Source data:
● ● ● ● ● ● ●

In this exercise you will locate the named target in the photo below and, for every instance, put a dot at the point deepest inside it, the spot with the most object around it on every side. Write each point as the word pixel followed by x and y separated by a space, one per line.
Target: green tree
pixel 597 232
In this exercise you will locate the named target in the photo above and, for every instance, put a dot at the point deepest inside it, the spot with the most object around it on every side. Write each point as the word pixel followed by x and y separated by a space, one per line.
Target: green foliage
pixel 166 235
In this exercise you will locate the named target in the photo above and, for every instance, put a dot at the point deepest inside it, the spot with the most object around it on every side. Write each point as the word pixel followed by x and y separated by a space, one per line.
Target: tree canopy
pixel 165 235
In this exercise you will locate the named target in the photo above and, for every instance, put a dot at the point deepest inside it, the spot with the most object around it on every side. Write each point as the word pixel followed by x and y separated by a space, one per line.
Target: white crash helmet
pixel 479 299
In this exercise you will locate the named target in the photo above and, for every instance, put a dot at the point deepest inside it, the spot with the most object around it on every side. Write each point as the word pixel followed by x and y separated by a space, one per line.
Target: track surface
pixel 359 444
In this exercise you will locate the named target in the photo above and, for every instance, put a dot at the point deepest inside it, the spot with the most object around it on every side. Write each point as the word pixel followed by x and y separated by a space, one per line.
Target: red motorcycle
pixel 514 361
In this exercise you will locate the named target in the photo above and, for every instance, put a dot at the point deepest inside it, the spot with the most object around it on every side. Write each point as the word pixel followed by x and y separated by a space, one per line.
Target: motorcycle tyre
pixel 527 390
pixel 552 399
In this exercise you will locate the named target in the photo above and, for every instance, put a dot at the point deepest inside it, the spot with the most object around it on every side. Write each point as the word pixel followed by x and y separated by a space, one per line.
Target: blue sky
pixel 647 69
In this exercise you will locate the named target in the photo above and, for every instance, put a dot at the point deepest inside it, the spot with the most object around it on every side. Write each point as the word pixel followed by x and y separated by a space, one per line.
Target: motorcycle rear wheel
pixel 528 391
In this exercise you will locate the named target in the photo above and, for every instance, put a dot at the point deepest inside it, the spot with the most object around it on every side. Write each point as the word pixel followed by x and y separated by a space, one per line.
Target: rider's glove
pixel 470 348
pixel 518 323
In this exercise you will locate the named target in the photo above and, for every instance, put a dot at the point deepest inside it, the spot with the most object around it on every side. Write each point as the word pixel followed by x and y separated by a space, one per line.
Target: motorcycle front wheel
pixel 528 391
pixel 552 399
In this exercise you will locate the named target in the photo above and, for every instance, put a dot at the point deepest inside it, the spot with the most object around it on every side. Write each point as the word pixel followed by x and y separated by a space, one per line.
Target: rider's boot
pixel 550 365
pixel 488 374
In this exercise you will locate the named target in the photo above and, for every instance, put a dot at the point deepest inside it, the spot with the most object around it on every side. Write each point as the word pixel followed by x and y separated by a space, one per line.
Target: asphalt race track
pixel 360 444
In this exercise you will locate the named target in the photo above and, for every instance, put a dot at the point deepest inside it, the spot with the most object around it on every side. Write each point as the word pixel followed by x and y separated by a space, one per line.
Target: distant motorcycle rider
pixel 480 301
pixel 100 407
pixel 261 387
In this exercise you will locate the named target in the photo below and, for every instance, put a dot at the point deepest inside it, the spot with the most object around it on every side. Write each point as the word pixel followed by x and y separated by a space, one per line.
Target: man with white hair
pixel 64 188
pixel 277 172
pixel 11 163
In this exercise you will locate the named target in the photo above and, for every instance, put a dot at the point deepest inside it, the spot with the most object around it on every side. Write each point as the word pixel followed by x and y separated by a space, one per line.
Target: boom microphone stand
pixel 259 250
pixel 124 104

● ● ● ● ● ● ●

Print the whole listing exactly as it is.

In this exercise you will locate the named target in the photo below and, for every instance, put a dot at the point deepest inside it, the spot with the most object around it on every side. Write each point as the word pixel followed by x and y separated by a space, one per line.
Target: green tree
pixel 597 232
In this exercise you will locate the named target in the photo above and, for every instance, put a dot at the point deepest inside it, the spot with the most object around it on every side. Write each point as the word pixel followed by x and y separated by a space, one per line.
Target: green foliage
pixel 166 235
In this exercise you will locate the named target in the photo above and, for every instance, put a dot at the point deepest inside it, the spot with the most object around it on every side. Write each point as the word pixel followed by x and y separated by a space, one per line.
Target: tree canopy
pixel 165 235
In this exercise you will locate the named target in the photo above and, for every instance, put a dot at the point deepest inside it, the spot with the most object around it on every side. Write each point as the word pixel followed by x and y separated by a space, one per line.
Target: white crash helmet
pixel 479 299
In this exercise you will locate the named target in the photo above and, for every instance, put a dot at the point deepest inside it, the spot with the most object around it on every side. Write each point as the word pixel followed by x and y separated by a space, one per line.
Target: track surface
pixel 359 444
In this exercise you will locate the named target in the photo above and, for every instance, put a dot at the point deepest inside it, the spot with the most object around it on every side. Write each point as the word pixel followed by x and y separated by a space, one per line.
Target: red motorcycle
pixel 514 361
In this exercise you will locate the named target in the photo above and, for every instance, put a dot at the point deepest inside it, the spot with the most object around it on every side. Write each point as the word pixel followed by x and y separated by a space, one per line.
Target: motorcycle tyre
pixel 527 390
pixel 552 399
In this exercise you will locate the named target in the photo above and, for every instance, put a dot at the point deepest inside it, the spot with the most object around it on every side. Write each point as the word pixel followed by x and y separated by a space, one per line.
Target: blue sky
pixel 647 69
In this exercise you will locate the named target in the photo above and, for every instance, put a dot at the point deepest inside it, the spot with the most object around it on every side. Write each point as the word pixel followed by x and y separated by a space, one per line.
Target: motorcycle rear wheel
pixel 528 391
In this exercise you will locate the named target in the photo above and, for every instance, put a dot at the point deepest inside it, the spot with the most object around it on every side. Write each point as the word pixel followed by x and y separated by a space, one per line.
Target: rider's glove
pixel 470 348
pixel 518 323
In this exercise you will locate the named target in the photo above and, for every instance, put a dot at the point deepest inside it, the spot with the most object around it on every side. Write each point as the word pixel followed by x and y separated by a space, one per line.
Target: motorcycle front wheel
pixel 528 391
pixel 552 399
In this exercise you will locate the named target in the photo above and, for every instance, put a dot at the point deepest inside it, the spot with the most object around it on every side. Write each point as the word pixel followed by x and y separated by a space, one per line.
Target: rider's boot
pixel 550 365
pixel 488 374
In this exercise you will locate the named target in the photo above and, for every instance, put a dot at the point deepest inside it, the spot with the most object around it on every side. Write each point as the word pixel followed by x and y separated by a space, one per line.
Target: asphalt race track
pixel 360 444
In this exercise you will locate the named target in the photo above and, for every instance, put a dot at the point deepest inside it, the spot with the most object around it on every side. Write each point as the word pixel followed by x and y separated by a space, one per line.
Target: distant motorcycle rider
pixel 480 301
pixel 100 407
pixel 261 387
In this exercise you will locate the named target in the photo below and, for every instance, put a dot at the point deepest inside it, the spot with the most object around it on every side. Write each point as the word pixel followed by x and y separated by a space, one per line.
Target: man with white hair
pixel 64 188
pixel 277 172
pixel 11 163
In this exercise you will locate the named target in the photo above and, for every instance, put a dot at the point deepest inside it, the spot with the most object around it on every side. Write each point as the word pixel followed by x and y separated by a space, one per line.
Target: boom microphone stand
pixel 259 250
pixel 124 104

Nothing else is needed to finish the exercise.